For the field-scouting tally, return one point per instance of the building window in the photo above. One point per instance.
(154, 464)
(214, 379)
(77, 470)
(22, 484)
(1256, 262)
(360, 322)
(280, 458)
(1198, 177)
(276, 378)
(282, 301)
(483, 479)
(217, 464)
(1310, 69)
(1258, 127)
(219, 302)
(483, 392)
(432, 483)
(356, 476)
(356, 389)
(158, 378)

────────────────────

*Your instructions:* Would you transcribe every entry exactly?

*Response:*
For the field-scouting tally, return one point per instance of the building window in the photo above. One point per instance.
(154, 464)
(214, 379)
(77, 470)
(22, 484)
(1256, 262)
(360, 322)
(280, 458)
(1198, 177)
(276, 378)
(282, 301)
(483, 479)
(217, 464)
(1310, 69)
(1258, 127)
(219, 302)
(483, 392)
(432, 483)
(356, 476)
(356, 389)
(158, 378)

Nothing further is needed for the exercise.